:: Исходный текст ::
На «Маяке» в 1950-е годы было огромное количество профбольных. Чуть ли не 20—30 процентов. Хроническая лучевая болезнь, острая… Эта проблема была решена где-то к 1962 году.
И в 1962 году Г.Д.Байсоголов пришел к руководству и сказал: «Мне здесь делать нечего… Я здесь всё сделал!» Поэтому его отсюда и отпустили.
– А как решили проблему?
– В первую очередь, нашли причины. Если говорить по технологической цепочке, то на реакторном заводе у реакторов была плохая система водоснабжения, и урановые пенальчики в четырех-пятиметровых сборках спекались в так называемые «козлы». Этого «козла» высверливали при работающем реакторе. Чтобы время не терять. И получали повышенные дозы облучения.
Вторая беда поджидала, когда сборку доставали из реактора: бывало, что из-за несовершенства конструкции урановые блочки высыпались на пол. Как убирать? Подбежали ребятушки, ручками-ручками… Огромное количество было народу задействовано, много и получили. В бассейне охлаждения вместо того, чтобы сборки по полгода выдерживать, держали месяц, короткоживущие радионуклиды не успевали распасться, продукт поступал на радиохимический завод – все облучались.
Ученые ФИБа выступили как индикатор. Приходили и говорили: «У вас тут проблема, которая приводит к заболеваниям и гибели людей. Давайте что-то немедленно исправлять». И естественно, технари начинали работать. И когда технологии были отточены к 1965 году, радиационных профзаболеваний не стало.
– То есть в том, что наведен порядок, в этом заслуга и ФИБа?
– Безусловно. Кроме того, здесь держали огромное количество подопытных животных, которые тоже внесли великий вклад: на них разрабатывались стандарты радиационной безопасности, определялись пределы доз, которые люди могут получать без особого вреда здоровью.
– Г.Д.Байсоголов задачу выполнил – ФИБ можно закрывать?
– Не так всё просто. Когда первые проблемы были решены, возникла новая проблема – онкозаболевания. В конце 70-х годов был всплеск у тех, кто переоблучился в первые годы работы «Маяка» (особенно у тех, кто работал до 1958 года). Больше половины онкозаболеваний обнаруживают на III – IV стадиях. И, следовательно, стоит задача по ранней диагностике. А вся ранняя диагностика, хотим мы этого или не хотим, основана на ядерной медицине. А это – дополнительное облучение.
В США и Японии уровень медицинского облучения уже превышает природное облучение.
:::
:: Фрагменты данных ::
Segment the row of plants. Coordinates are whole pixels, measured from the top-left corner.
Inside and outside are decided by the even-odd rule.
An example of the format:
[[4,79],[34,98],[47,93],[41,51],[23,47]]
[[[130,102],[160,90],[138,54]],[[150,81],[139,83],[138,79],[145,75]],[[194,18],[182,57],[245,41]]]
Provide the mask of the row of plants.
:::
## Ваша задача
Продолжите интервью о радиационных профзаболеваниях на «Маяке», начав сразу после его последнего предложения.

## Письменный ответ
В Японии в 60-е годы ХХ века решили сделать поголовную флюорографию всем на тех, еще далеко не совершенных приборах. Они всю страну «просветили», всё население. Обнаружили 20 тысяч новых случаев рака на ранней стадии.
На этом фоне у тридцати человек эта процедура вызвала рак, которого у них до этого не было. Вероятность, конечно, мала. По сравнению с 20 тысячами тех, кому жизнь продлят. Но все же вопрос далеко не простой. Особенно для тех тридцати человек, которые пострадали в результате медицинского обследования. И сейчас почти такая же ситуация идет с компьютерной томографией. Ее начали применять с 1985 года. И первое большое исследование было в прошлом году опубликовано в серьезном научном журнале: что-то не всё так уж и хорошо. Особенно у тех людей, которым много делали исследований с использованием компьютерной томографии.
А когда только поставили это оборудование, так народ валом валил, по блату записывались. Даже без показаний. «На всякий случай». Сейчас вон в Ханты-Мансийске эти томографы чуть не «в каждой деревне». Это, конечно, хорошо, но если поставлен дорогущий прибор, он же не будет просто так стоять. Будут «загонять» людей. А чем это отзовется впоследствии? Не такая уж простая проблема.
– Там тоже используются какие-то радиоактивные элементы?
– Да. Так что есть такие особенности… Нам еще есть чем заняться. Без работы не останемся.
Есть проблемы, которые, казалось бы, не имеют вообще никакого отношения к нам, к радиационной безопасности.
– Например?
– Например, полет на Марс. Никакой проблемы (с точки зрения денег) для запуска корабля на Марс сегодня нет. Это вообще не деньги.
– А в чем проблема? Не долетит?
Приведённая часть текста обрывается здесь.